■ SUPPLIED PASSAGE:
BEGIN

- Other names: Venogenic erectile dysfunction, penile venous insufficiency
- Specialty: Andrology
- Complications: Erectile dysfunction
- Causes: Chronic venous insufficiency, varicose veins, traumatic damage to vascular walls, genetics
- Treatment: Ligation of leaking veins, lifestyle changes
- Frequency: Arterial insufficiency: Younger than 45 years old - 12% Older than 45 years old - 19.6% (mild), 5.9% (severe) Venous leakage: 7.84% (of 67 patients)

= Venous leak =

Venous leak, also called venogenic erectile dysfunction and penile venous insufficiency, is one category of vascular-induced (vasculogenic) impotence – a cause of erectile dysfunction in males. It affects all ages, being particularly awkward in young men. Much about venous leaks has not reached a consensus among the medical community, and many aspects of the condition, particularly its treatment strategies, are controversial. The prevalence of the condition is still unknown, although some sources claim it to be a common cause of erectile dysfunction.

END

■ DATA TO EXAMINE:
BEGIN

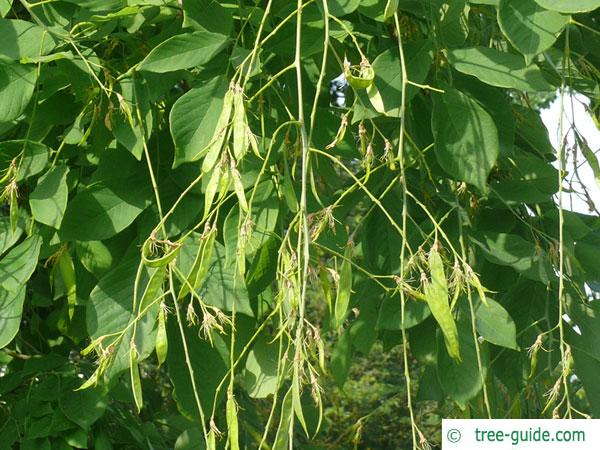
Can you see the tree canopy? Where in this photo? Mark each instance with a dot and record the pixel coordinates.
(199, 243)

END
BEGIN

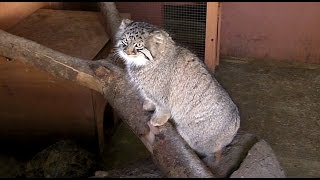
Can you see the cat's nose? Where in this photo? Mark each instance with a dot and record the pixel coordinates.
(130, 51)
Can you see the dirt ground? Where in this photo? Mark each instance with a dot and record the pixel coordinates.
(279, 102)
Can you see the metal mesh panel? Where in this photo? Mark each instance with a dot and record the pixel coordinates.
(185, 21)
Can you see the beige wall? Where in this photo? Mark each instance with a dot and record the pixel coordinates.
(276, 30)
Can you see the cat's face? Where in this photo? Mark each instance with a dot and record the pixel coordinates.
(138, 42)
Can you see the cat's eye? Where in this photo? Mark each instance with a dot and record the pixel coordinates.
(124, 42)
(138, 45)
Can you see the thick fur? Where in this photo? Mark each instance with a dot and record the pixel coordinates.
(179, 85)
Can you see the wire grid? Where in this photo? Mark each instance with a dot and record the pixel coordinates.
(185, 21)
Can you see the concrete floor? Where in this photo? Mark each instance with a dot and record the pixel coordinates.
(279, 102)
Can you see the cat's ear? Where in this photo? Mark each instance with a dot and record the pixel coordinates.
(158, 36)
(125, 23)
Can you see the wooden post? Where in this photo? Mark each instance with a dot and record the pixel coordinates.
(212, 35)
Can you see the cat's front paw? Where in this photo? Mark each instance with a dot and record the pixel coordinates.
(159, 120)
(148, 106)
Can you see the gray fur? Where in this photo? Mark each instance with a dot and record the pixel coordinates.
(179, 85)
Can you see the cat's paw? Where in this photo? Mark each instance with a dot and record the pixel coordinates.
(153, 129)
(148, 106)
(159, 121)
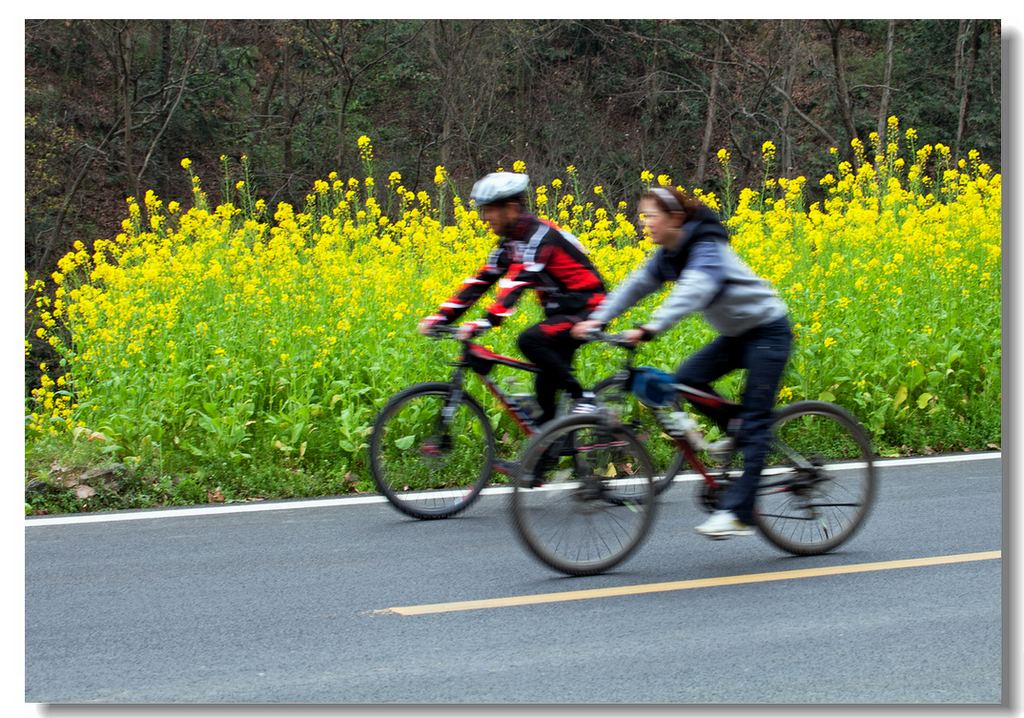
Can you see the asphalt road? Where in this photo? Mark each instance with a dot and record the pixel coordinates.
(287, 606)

END

■ WORK REQUEST:
Start at the words "Venous leak, also" and stop after "of erectile dysfunction.", writing that stretch of the venous leak passage out again with "impotence" switched to "erectile failure". The rows are material separate from the venous leak passage.

■ WRITTEN ANSWER:
Venous leak, also called venogenic erectile dysfunction and penile venous insufficiency, is one category of vascular-induced (vasculogenic) erectile failure – a cause of erectile dysfunction in males. It affects all ages, being particularly awkward in young men. Much about venous leaks has not reached a consensus among the medical community, and many aspects of the condition, particularly its treatment strategies, are controversial. The prevalence of the condition is still unknown, although some sources claim it to be a common cause of erectile dysfunction.